# Entries provided
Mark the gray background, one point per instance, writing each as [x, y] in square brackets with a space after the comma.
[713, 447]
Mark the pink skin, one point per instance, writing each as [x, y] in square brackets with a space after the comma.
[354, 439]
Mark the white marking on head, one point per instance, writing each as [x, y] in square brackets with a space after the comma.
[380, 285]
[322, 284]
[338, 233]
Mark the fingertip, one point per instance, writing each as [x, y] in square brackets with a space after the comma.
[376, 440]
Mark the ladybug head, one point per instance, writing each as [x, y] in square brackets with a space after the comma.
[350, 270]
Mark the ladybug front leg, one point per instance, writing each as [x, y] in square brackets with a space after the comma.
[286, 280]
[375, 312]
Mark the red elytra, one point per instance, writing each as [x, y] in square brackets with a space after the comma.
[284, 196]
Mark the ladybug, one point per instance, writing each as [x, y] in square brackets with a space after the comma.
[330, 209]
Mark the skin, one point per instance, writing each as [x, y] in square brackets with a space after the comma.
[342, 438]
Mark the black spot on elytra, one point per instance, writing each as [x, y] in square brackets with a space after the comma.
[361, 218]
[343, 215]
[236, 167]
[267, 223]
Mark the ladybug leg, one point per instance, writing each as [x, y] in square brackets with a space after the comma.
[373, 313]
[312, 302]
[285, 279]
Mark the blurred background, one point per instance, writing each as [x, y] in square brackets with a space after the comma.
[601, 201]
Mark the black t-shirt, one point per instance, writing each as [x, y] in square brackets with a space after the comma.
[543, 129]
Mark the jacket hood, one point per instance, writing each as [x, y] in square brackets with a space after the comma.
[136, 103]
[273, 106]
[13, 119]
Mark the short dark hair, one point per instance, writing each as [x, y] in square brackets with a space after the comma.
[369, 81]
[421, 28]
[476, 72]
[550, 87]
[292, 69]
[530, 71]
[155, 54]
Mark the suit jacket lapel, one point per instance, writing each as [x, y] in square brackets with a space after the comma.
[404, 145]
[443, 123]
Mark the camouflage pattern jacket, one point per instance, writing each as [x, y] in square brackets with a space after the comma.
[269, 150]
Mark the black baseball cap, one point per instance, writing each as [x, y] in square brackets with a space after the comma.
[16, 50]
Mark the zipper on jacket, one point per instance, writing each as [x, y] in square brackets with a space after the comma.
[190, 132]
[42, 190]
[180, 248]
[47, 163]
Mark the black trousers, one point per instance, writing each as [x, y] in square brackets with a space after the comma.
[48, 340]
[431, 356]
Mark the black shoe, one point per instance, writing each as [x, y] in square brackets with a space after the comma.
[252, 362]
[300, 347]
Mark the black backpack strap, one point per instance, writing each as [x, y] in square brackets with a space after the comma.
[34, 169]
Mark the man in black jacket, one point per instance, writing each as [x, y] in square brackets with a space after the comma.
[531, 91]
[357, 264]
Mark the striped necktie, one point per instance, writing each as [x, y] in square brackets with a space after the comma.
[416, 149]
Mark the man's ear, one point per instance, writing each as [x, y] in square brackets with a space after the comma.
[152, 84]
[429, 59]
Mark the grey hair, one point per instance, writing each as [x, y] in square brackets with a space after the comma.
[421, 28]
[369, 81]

# Set problem
Rewrite the stretch from the line containing "Mark the striped" through the end of the material, requests included, and give only those lines. Multiply every point coordinate in the answers by 0.2 and round each to a whole number, with halves rounded up.

# Finished task
Mark the striped necktie, one point per instance, writing each as [x, y] in square brackets with a space after the comma.
[83, 30]
Mark the man's ear, one point per instance, writing each as [x, y] in square brackets with a space after the comma.
[30, 17]
[86, 12]
Mark the grey hair, one point per instance, writing each as [x, y] in square brackets with a space after the comma.
[84, 6]
[74, 16]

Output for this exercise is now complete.